* What is asked
Could you reproduce each of the entries below word for word, leaving out the pictures?

* Recorded information
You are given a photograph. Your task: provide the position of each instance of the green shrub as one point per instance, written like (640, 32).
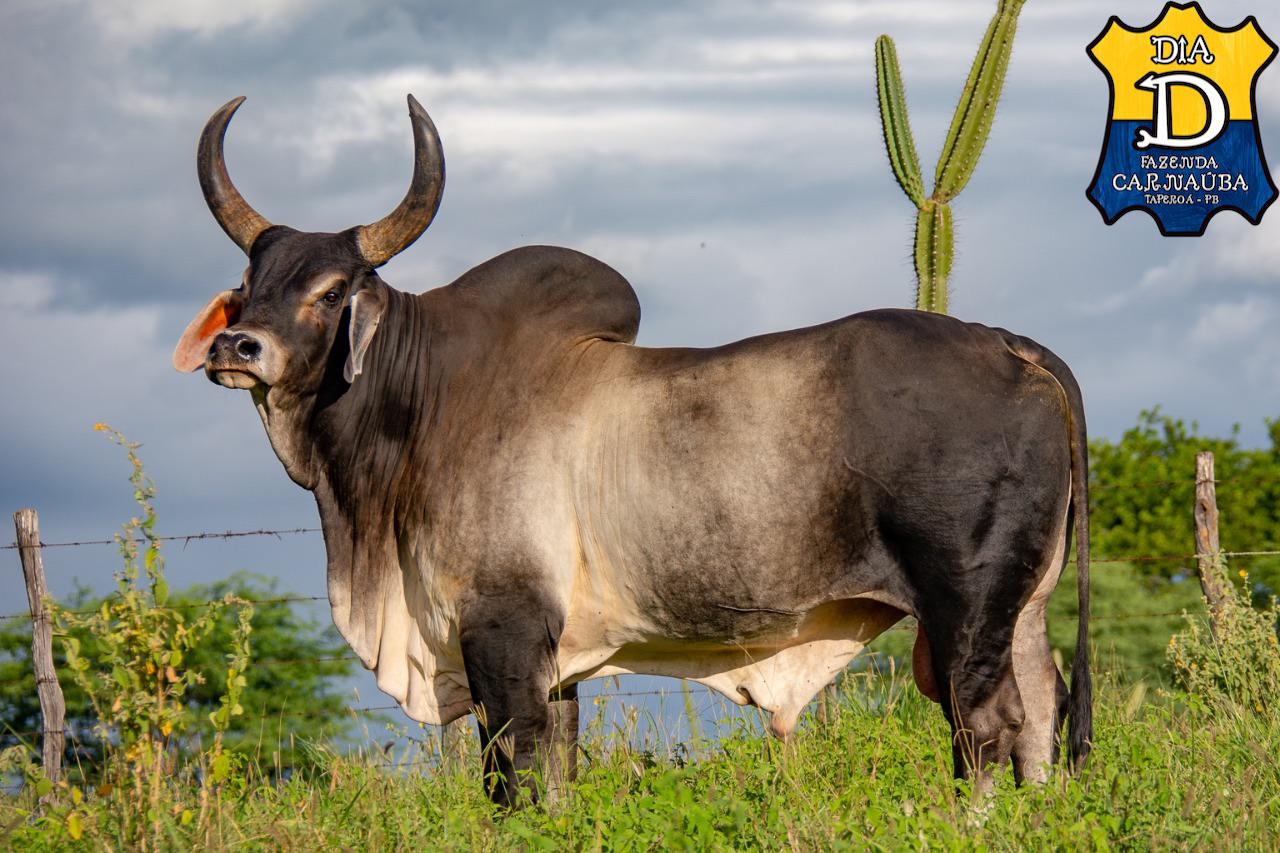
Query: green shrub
(1234, 666)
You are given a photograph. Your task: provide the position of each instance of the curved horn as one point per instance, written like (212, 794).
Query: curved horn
(241, 222)
(391, 235)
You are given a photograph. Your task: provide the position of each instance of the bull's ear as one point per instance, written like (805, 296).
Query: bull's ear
(222, 311)
(366, 313)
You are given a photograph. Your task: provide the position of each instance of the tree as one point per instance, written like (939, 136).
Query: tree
(1142, 491)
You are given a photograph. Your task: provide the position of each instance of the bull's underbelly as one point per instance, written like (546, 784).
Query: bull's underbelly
(778, 666)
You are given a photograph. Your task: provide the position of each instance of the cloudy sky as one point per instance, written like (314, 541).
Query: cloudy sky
(723, 156)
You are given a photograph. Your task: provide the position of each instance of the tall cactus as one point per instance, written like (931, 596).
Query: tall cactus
(970, 126)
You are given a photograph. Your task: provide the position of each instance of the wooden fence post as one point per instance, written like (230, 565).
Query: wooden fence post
(1208, 550)
(53, 708)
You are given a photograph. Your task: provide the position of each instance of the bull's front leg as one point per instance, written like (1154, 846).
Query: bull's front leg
(508, 649)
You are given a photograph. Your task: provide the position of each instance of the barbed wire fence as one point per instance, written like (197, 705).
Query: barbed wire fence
(603, 696)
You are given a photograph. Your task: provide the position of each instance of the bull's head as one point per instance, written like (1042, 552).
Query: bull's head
(306, 300)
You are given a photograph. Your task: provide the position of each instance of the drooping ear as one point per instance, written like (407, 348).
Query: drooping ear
(222, 311)
(366, 313)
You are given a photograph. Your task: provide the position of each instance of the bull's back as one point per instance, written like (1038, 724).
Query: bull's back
(752, 480)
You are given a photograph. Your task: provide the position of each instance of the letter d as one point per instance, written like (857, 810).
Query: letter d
(1215, 108)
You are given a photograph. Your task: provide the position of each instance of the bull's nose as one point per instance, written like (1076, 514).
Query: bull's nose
(236, 346)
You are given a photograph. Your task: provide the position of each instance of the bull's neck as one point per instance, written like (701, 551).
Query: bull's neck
(369, 432)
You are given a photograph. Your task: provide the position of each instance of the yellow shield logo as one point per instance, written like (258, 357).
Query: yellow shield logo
(1182, 140)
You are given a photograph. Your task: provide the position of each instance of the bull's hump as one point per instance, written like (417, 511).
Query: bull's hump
(563, 293)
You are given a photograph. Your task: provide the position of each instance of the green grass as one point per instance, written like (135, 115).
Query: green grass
(874, 776)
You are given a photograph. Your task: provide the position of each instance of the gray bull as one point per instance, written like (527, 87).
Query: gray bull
(515, 497)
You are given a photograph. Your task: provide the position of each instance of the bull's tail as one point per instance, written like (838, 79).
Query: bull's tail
(1080, 708)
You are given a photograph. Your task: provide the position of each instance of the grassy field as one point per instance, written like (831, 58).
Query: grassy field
(876, 775)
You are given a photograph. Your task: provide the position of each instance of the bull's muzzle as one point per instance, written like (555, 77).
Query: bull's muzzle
(234, 360)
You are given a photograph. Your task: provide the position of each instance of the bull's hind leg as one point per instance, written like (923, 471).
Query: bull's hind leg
(979, 698)
(1038, 680)
(508, 649)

* Answer to this task
You are given a photograph. Your task: provide the position of each instance of the green shrub as one point per instance, written like (640, 32).
Query: green shrub
(1234, 666)
You are given a photograph. Your task: provide the position of each instance of the curved horn as one point per instance, written like (212, 794).
Query: curved horn
(241, 222)
(391, 235)
You are given a photograph. Your task: provide the position of each instance of the bull's ear as one point per instance, written like (805, 296).
Query: bull's ear
(222, 311)
(366, 313)
You are given a photograph. Your task: provide the position of each instance of the tree as one point per instance, written like (939, 136).
Query: tree
(1142, 491)
You are given a photograph. Your task: provide the position of each instance of the bull's underbelly as one point per instance, written like (546, 784).
Query: bull's underbelly
(778, 666)
You are given a photograph. Your task: provide the position of each instance of the cloudy sky as one point per instance, written like (314, 541).
Query: cloudy sky
(723, 156)
You are given a photograph. Your task: provide the position of each instance of the tall cactus as one point per instance, written like (931, 596).
Query: tall cactus
(970, 126)
You are given a photograph. Your task: provide the position of each instance of the wooden fence post as one point per instance, written like (230, 565).
Query: wooden fence post
(1208, 550)
(53, 708)
You are given a photograph. Your task: provide the position of each instance of the bull's front leg as one point per instance, written like (1154, 846).
Query: bull's front leg
(508, 649)
You are given a photograph. Your task: provide the position of each instance of the barbed wire fence as one point per instance, written like (197, 705).
Query: barbed wire fence
(603, 696)
You are given a photograph. Your task: provide the position of each instance of the bull's head as one point per instance, written like (1042, 552).
Query: bull's head
(306, 300)
You are given a photograph. Your task: provide the position of each instance of the drooping ear as one point per instance, written like (407, 348).
Query: drooping ear
(222, 311)
(366, 313)
You are given a photograph. Your task: provide the position of each instance of the bull's back as one point per instance, written like (1038, 724).
Query: bull's back
(752, 480)
You are given a photograph. Your task: provide the position of each instance of the letter d as one point per instance, written like (857, 810).
Query: letter d
(1215, 108)
You are given a photograph. Your task: provide the position of each instance of the bull's nose as one point per instance, written like (1076, 514).
Query: bull's nose
(236, 346)
You are given a photograph. Your task: provide the position of each instance of the bull's neck as one point per instance, written like (701, 551).
Query: bull's neck
(369, 432)
You are given a photograph. Your task: provide the position of each instance of the yellow shield logo as one point per instance, written like (258, 357).
Query: yellow shield logo
(1182, 140)
You are given a photograph. Your task: provide the position of each instance of the bull's hump as one point per instance, written like (417, 511).
Query: bull's hump
(563, 293)
You are given a photograph. Your task: provide the position of each instance of the green grass as one point per instance, written like (135, 115).
Query: green grass
(874, 776)
You are given a photograph. Your task: provide the position of each instance of the gray bull as one point per instance, written like (527, 87).
Query: gray bull
(515, 497)
You are given a photograph. Your task: provide the position of each instance of the bull's tail as one point per instance, written like (838, 79).
Query: bull's tail
(1080, 708)
You are given a photograph. Your task: provide the position of each instance of the grassy field as one point per instance, written like (831, 58).
Query: grassy field
(876, 775)
You are given a photograph. Your task: provide the position of each instance of the bull's muzzle as one point per instance, written like (555, 77).
Query: bull's muzzle
(234, 360)
You are given a photograph. Your task: provide the position of each instance of the bull's hind leg as one point per instance, written like (923, 471).
Query: bull's hind leg
(979, 698)
(1038, 680)
(508, 649)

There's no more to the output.